- Excerpt to read -

────────────────────

As your business grows, you’ll need to create more content for more markets. As your content volume and number of markets increase, so does your need for localization. The problem is that can one single language service provider (LSP) handle all language pairs? You may need to change your content delivery strategy and use multi-vendor localization, provided simultaneously by various suppliers.
Multi-vendor localization means using multiple language service providers for your localization projects. There are several reasons why this is the preferred choice of many global companies. Let’s take a look at the pros and cons of this strategy.
What are the Pros of Multi-vendor Localization?
1. Risk Management
Risk dispersion is one of the main reasons for multi-vendor localization. For example, if the introduction of a product or service to a market is delayed, the loss can be massive, with significantly decreased topicality and competitiveness (prerequisite for communication). If you choose to be loyal to only one independent language service provider (LSP), what will happen if they can’t afford urgent deadlines? What if they aren’t capable of continuous operation or their quality fails you?

────────────────────

- List of tasks -
(1) What does the passage on multi-vendor localization name as one of the main reasons for choosing that strategy?
(2) List the possible shortcomings of relying on a single language service provider that the passage on multi-vendor localization raises.
(3) Pick up the passage on multi-vendor localization after its last sentence and keep writing.

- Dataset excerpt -

────────────────────

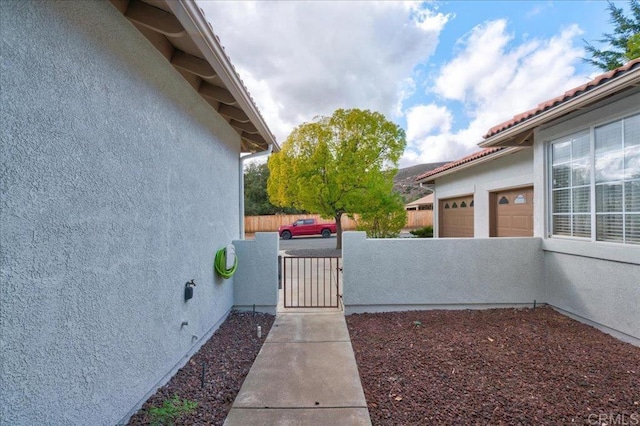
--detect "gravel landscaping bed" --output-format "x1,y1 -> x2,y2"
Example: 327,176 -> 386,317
129,311 -> 275,425
346,307 -> 640,425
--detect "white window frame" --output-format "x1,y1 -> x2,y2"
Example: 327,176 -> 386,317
544,111 -> 640,247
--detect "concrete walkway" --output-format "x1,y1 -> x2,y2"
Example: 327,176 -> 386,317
225,312 -> 371,426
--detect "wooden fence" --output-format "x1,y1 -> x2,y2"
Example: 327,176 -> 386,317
244,210 -> 433,233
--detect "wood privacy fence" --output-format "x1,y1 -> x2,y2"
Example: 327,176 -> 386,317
244,210 -> 433,233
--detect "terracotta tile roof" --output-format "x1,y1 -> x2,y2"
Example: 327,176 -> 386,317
483,58 -> 640,139
416,146 -> 506,180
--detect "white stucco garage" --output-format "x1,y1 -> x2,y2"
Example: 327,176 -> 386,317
418,147 -> 534,238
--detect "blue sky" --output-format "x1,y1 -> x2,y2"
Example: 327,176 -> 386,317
199,0 -> 627,167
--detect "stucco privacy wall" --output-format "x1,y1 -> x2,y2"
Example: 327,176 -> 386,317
434,148 -> 535,238
342,232 -> 544,313
233,232 -> 279,314
0,1 -> 240,425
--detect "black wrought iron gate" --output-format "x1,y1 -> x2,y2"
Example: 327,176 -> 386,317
282,257 -> 342,308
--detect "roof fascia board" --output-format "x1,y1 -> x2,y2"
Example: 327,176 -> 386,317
478,68 -> 640,148
166,0 -> 280,151
416,146 -> 525,183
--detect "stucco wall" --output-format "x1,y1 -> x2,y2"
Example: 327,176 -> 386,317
434,148 -> 539,238
342,232 -> 544,313
233,232 -> 279,314
0,1 -> 240,425
544,252 -> 640,345
534,89 -> 640,345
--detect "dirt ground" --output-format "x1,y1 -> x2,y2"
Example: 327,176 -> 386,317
347,307 -> 640,425
128,312 -> 275,425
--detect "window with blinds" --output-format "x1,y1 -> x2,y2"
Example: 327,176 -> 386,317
550,114 -> 640,244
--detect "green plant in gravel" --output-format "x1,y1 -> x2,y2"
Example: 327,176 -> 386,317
149,394 -> 198,426
409,225 -> 433,238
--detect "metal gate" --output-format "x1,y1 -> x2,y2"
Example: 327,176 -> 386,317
282,257 -> 342,308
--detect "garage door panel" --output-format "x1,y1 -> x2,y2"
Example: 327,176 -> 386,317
439,195 -> 473,238
492,187 -> 533,237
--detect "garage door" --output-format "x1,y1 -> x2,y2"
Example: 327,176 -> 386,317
438,195 -> 473,238
491,187 -> 533,237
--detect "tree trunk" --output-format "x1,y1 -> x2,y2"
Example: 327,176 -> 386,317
335,213 -> 342,250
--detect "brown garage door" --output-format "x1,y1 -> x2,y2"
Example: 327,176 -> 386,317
491,187 -> 533,237
438,195 -> 473,238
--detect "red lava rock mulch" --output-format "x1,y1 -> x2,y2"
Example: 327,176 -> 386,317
346,307 -> 640,425
128,311 -> 275,425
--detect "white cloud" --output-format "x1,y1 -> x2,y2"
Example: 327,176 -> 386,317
198,1 -> 450,141
407,104 -> 453,140
401,20 -> 586,165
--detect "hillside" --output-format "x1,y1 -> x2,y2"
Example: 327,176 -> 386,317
393,161 -> 449,203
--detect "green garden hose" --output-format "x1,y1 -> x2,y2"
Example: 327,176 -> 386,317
213,247 -> 238,279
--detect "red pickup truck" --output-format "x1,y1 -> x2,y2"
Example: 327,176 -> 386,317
278,219 -> 336,240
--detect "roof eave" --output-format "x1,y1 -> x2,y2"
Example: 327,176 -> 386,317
478,68 -> 640,148
166,0 -> 280,152
416,146 -> 523,184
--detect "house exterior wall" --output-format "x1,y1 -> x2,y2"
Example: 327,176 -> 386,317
534,90 -> 640,345
434,148 -> 539,238
342,232 -> 544,313
0,1 -> 240,425
544,251 -> 640,345
233,232 -> 280,315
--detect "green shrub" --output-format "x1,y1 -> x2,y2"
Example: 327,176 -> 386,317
149,394 -> 198,426
409,225 -> 433,238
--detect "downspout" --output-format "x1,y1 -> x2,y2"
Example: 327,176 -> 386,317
239,143 -> 273,240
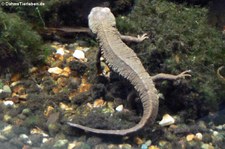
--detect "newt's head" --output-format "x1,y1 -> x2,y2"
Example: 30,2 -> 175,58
88,7 -> 116,34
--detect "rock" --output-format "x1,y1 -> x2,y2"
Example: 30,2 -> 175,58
3,100 -> 14,107
87,137 -> 102,146
186,134 -> 195,141
119,144 -> 132,149
56,48 -> 65,55
0,85 -> 12,99
48,67 -> 63,74
29,134 -> 43,146
145,140 -> 152,146
201,143 -> 214,149
195,132 -> 203,141
53,139 -> 69,149
159,114 -> 175,126
47,112 -> 60,125
68,141 -> 91,149
22,108 -> 31,116
3,85 -> 12,94
3,114 -> 12,122
134,137 -> 144,145
19,134 -> 32,145
116,105 -> 123,112
93,98 -> 106,108
73,50 -> 85,60
141,144 -> 148,149
0,134 -> 8,142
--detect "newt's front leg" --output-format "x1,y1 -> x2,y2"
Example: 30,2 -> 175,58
120,33 -> 148,43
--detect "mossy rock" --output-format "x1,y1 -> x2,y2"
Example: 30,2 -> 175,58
0,9 -> 47,72
117,0 -> 225,118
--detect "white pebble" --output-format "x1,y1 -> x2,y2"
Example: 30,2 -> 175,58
116,105 -> 123,112
213,131 -> 219,136
56,48 -> 65,55
195,132 -> 202,140
3,100 -> 14,106
159,114 -> 175,126
42,138 -> 49,143
73,50 -> 85,60
48,67 -> 63,74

────────────────────

- Answer set -
(1) Risk dispersion

(2)
- They might not be able to afford urgent deadlines.
- They might not be capable of continuous operation.
- Their quality might fail you.

(3)
Finding suitable replacement for your LSP for a certain project can take a lot of time. But it’ll be a different story if you have various reliable suppliers in store.
2. Access to Experts
No LSP can satisfy your every need in every occasion, even if it’s a globally huge provider. Multi-vendor Localization allows you to choose the right one for your needs.
You may be really satisfied with your Vietnamese localization service provider, but they don’t give you peace of mind when it comes to Japanese translation. Multi-vendor Localization allows you to choose the right local translation companies.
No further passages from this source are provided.